• _Work to complete_
Copy the records from the line with "Please indicate the sidewalk" through the end of the records, keeping the requests, and omit the pictures. Multiply every coordinate in the answers by 1.3 and round each to a whole number, rounding halves up, while leaving every number in the requests unchanged.

• _Information given_
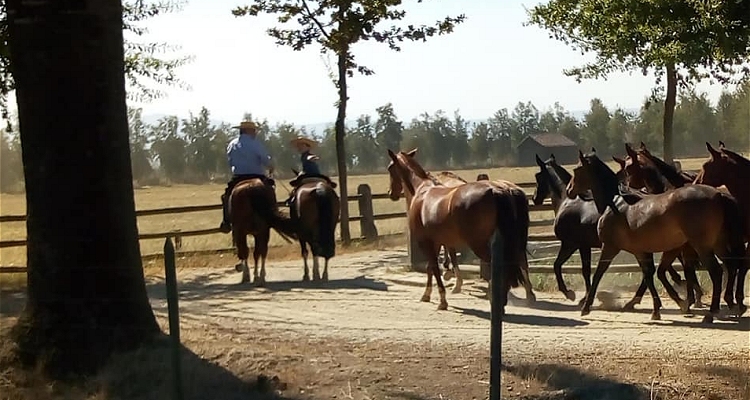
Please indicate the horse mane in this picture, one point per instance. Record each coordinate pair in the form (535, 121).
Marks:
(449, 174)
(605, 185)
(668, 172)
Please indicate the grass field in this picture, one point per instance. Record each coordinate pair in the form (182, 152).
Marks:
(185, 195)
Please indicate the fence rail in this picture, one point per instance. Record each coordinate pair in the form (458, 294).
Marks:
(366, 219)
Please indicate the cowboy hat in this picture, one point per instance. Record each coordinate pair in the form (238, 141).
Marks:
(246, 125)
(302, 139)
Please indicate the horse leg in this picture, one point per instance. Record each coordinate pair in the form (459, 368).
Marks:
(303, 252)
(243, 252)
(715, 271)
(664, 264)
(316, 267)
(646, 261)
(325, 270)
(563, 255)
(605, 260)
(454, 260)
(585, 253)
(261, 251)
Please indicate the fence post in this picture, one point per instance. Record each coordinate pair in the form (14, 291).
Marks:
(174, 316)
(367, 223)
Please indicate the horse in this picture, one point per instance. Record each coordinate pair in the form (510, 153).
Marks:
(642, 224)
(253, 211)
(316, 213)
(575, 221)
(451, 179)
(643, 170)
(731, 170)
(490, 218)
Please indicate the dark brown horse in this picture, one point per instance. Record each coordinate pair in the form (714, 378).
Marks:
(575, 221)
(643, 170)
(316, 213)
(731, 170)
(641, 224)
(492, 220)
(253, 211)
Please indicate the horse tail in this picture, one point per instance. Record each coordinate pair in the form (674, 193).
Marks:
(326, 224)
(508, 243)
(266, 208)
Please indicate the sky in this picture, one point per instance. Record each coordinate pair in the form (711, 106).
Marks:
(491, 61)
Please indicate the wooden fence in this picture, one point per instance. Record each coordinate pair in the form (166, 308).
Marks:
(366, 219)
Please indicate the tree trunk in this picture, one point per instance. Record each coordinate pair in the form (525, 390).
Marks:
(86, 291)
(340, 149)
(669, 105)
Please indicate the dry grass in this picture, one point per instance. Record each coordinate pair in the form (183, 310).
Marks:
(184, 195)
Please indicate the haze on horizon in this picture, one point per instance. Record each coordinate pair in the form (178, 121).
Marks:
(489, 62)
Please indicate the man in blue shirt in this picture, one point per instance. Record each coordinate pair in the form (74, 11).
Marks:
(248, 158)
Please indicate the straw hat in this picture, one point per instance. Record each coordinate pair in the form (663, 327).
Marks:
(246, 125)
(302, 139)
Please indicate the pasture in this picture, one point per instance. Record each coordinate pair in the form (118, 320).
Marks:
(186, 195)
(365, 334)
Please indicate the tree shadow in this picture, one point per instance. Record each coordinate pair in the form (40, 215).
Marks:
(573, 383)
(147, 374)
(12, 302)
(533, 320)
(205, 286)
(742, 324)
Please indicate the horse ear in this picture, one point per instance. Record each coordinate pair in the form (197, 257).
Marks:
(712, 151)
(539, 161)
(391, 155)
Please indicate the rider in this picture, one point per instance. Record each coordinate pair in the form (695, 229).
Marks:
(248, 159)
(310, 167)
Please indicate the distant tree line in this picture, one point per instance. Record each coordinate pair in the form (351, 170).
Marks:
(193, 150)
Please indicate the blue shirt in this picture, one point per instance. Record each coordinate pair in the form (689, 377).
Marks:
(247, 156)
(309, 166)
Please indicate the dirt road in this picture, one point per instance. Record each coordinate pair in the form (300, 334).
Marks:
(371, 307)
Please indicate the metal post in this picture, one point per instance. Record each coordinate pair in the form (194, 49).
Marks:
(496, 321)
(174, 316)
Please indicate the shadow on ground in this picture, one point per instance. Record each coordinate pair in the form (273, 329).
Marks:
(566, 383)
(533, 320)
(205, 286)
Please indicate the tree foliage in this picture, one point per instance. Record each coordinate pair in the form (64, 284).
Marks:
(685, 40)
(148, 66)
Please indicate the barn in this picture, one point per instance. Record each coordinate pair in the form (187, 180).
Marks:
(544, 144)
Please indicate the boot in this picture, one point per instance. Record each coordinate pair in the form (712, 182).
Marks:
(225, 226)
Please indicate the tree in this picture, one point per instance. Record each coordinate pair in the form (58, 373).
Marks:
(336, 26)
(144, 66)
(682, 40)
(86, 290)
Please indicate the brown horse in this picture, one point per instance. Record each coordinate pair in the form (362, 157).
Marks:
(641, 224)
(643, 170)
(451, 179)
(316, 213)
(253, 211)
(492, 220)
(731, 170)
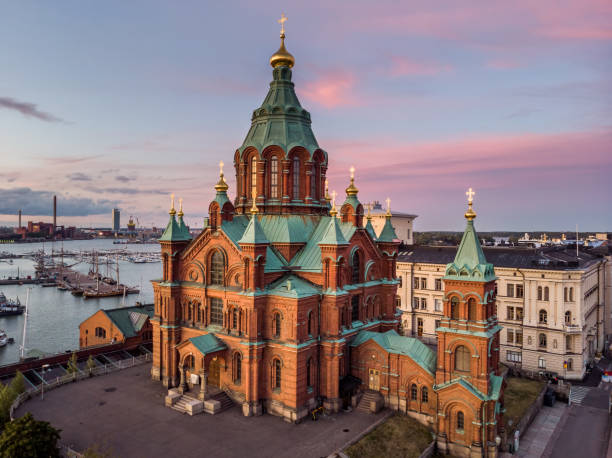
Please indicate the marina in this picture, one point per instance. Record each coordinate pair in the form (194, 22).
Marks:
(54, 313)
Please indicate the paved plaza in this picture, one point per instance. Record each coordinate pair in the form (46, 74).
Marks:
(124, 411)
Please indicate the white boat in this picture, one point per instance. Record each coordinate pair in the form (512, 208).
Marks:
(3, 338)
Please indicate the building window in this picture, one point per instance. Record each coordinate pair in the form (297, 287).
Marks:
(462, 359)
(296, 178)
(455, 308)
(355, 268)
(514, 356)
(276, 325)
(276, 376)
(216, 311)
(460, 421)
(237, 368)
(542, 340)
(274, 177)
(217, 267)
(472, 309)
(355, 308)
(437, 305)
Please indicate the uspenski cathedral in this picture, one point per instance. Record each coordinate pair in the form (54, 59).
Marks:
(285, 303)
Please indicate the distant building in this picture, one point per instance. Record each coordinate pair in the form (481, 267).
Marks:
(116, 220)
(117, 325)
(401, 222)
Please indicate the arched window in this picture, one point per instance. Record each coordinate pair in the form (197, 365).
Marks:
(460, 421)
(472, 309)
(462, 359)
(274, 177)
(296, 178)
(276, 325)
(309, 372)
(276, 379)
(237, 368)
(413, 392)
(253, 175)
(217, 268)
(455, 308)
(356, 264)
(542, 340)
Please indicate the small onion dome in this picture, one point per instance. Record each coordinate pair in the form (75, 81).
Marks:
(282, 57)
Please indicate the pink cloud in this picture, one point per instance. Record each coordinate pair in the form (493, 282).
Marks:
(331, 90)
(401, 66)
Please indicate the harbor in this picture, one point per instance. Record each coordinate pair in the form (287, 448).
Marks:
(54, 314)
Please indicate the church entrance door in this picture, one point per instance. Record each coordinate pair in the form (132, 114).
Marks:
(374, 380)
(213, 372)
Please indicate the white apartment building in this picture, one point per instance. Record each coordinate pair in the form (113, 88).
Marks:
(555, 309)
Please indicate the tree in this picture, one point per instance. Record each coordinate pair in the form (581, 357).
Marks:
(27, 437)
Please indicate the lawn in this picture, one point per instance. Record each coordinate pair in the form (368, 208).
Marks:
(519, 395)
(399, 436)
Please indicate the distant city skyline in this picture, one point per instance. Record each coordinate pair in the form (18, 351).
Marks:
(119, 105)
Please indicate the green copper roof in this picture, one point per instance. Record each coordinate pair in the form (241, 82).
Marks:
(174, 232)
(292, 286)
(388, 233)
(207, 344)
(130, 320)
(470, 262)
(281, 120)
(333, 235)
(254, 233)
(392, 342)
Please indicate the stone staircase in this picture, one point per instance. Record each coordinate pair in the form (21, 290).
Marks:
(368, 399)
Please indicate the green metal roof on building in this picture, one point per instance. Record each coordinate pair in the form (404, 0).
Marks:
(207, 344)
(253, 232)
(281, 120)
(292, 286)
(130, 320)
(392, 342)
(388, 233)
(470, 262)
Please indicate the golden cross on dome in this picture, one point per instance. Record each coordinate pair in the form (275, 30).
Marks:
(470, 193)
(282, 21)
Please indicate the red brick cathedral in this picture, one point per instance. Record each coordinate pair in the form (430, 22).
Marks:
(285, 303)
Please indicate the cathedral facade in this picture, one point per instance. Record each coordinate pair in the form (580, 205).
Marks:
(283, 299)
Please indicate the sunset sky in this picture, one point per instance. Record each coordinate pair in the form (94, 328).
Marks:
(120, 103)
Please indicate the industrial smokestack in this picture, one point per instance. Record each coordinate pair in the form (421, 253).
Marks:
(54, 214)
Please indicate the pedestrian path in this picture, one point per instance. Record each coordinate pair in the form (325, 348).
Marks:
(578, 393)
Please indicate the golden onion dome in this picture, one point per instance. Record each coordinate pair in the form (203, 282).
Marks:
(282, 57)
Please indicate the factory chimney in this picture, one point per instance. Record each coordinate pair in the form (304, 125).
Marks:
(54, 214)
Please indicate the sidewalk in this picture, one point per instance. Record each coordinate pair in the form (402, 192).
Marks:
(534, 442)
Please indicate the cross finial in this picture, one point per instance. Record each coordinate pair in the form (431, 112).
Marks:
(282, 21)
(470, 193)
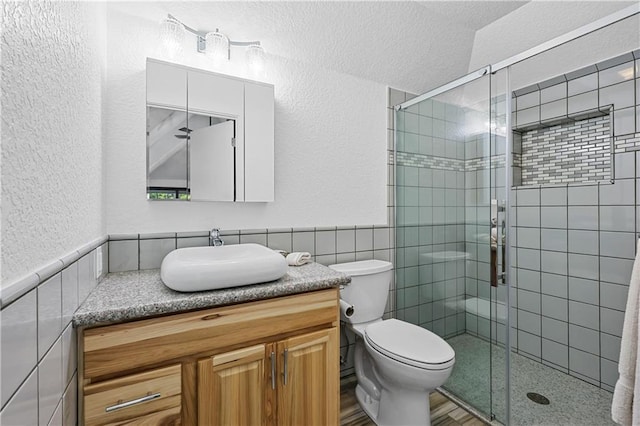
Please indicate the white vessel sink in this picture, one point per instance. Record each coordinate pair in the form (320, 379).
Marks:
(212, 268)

• _Written solution_
Please indicate the sidewalk in this picture, one point per instance. Record each coordinate pair in the form (402, 192).
Marks:
(694, 575)
Please indicate the cross finial in this picture, one point per instance. Record each coordinate pair in the form (431, 112).
Marks:
(367, 27)
(611, 251)
Please indicate the white vessel sink in this picture, one point per instance. Record each coordinate pair in the form (320, 379).
Marks:
(276, 348)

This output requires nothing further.